# Text provided start

EmojiViz - Experiments with Visualization of Real-time Emoji Twitter Trends

I am currently playing with visualizing tweet activity of emojis. The first steps involved hooking into Matthew Rothenberg's emojitracker streaming api, which itself is based on the twitter streaming api.

This first draft experimental viz (not yet tweaked for small screens) is available at http://learnforeverlearn.com/emojiviz/

Viewing dynamic emoji tweet activity
Experiment #1 - Archimedean Spiral
Interactive viz is at http://learnforeverlearn.com/emojiviz/

Note that my mentions of Rothenberg's work here barely touch the surface of what he has done with his emojitracker project, and he has several interesting satellite projects.

How I Got Here
A German Rebus from 1620
i.e., emojis of the 17th Century

The other week, I was playing around with writing a twitterbot/sentiment-analysis app with node.js. I can run this app and watch (and listen) to tweets stream by from the twitter streaming api. The sentiment analysis component libraries I've evaluated are not particularly satisfying: it's a hard problem.

As part of reading more about tweet sentiment analysis, I came across a recent paper from Sept 2015 that explored the "Sentiment of Emojis" (authors are P. Novak, J. Smailovi, B. Sluban1, and Igor Mozeti). Not unsurprisingly, they concluded that "The sentiment distribution of the tweets with and without emojis is significantly different." They also noted that "emojis tend to occur at the end of the tweets", which is interesting because my wife had independently observed that, for text messages at least, emojis can provide a subtle note of finality to a conversation that lets the receiver know that no further message back is necessarily expected.

Novak et al also have a nicely condensed "sentiment bar" visual for summarizing the sentiment of an emoji:

The "Sentiment Bar" by P. Novak et al in Sentiment of Emojis (Sept 2015)
The colored bar extends from −1 to +1, the range of the sentiment score. The grey bar is centered at the mean score and extended for ±1.96 times the standard error of the mean. Colored parts are proportional to negativity (p−, red), neutrality (p0, yellow), and positivity (p+, green).

I've incorporated something like this (although I use a light grey for "neutral") into a custom world tweet map that consumes the twitter streaming api and it is fun to watch.

In their paper, they refer to and make use of the site emojitracker.com by Matthew Rothenberg, "a web site which monitors the use of emojis on Twitter in real-time." I had never heard of it, and was pretty impressed when I took a look.

Screenshot from Matthew Rothenberg's emojitracker.com
emojitracker includes an app that consumes the twitter streaming api, tracking the real-time use of 845 different emojis.

# Text provided end

> **Work instructions**
Could you return the passage from the emoji visualization post that begins at the words "I am currently" and stops after "on the twitter streaming api.", reproduced word for word?

# Listed records start

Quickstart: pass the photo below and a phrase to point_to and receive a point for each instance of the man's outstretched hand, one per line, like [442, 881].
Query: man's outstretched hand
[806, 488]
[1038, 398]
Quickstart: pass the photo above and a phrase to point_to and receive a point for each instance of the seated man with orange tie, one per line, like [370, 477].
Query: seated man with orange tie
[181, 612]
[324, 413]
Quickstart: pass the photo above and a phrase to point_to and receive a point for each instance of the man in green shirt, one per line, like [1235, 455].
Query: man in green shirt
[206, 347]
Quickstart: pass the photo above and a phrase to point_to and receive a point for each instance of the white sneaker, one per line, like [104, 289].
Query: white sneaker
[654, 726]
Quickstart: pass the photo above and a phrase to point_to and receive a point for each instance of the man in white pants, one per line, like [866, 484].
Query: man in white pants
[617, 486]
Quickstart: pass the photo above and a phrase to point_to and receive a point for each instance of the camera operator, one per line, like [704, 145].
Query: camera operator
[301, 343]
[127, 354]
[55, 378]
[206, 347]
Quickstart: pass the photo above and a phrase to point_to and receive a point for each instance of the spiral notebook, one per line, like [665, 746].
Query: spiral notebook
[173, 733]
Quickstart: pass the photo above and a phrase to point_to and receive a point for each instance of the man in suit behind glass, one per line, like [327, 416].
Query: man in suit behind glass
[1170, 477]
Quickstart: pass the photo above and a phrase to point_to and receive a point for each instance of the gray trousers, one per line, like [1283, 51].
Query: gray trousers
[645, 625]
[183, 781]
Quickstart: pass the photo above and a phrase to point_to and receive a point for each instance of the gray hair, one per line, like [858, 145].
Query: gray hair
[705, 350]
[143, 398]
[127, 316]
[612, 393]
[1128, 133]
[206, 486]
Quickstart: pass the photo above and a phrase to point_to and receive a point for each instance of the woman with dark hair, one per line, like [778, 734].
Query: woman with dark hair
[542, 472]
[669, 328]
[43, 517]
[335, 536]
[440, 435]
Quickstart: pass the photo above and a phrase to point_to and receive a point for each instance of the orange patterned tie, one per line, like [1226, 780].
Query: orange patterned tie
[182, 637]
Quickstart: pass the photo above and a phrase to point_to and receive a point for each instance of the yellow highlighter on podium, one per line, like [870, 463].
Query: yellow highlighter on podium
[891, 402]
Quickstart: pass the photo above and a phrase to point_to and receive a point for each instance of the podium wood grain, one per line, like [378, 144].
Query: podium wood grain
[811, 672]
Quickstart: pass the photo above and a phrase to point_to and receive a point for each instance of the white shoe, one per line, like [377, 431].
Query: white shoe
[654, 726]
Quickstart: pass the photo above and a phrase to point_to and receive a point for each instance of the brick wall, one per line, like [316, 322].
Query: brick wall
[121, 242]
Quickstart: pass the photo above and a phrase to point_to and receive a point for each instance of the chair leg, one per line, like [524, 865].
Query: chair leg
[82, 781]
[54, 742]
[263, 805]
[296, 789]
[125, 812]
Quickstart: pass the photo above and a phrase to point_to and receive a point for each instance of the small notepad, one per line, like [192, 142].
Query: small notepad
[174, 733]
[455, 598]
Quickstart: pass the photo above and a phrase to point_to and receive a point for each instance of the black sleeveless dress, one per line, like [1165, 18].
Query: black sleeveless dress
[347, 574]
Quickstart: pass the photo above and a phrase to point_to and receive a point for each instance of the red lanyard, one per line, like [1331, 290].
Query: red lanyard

# Listed records end

> **Result below**
I am currently playing with visualizing tweet activity of emojis. The first steps involved hooking into Matthew Rothenberg's emojitracker streaming api, which itself is based on the twitter streaming api.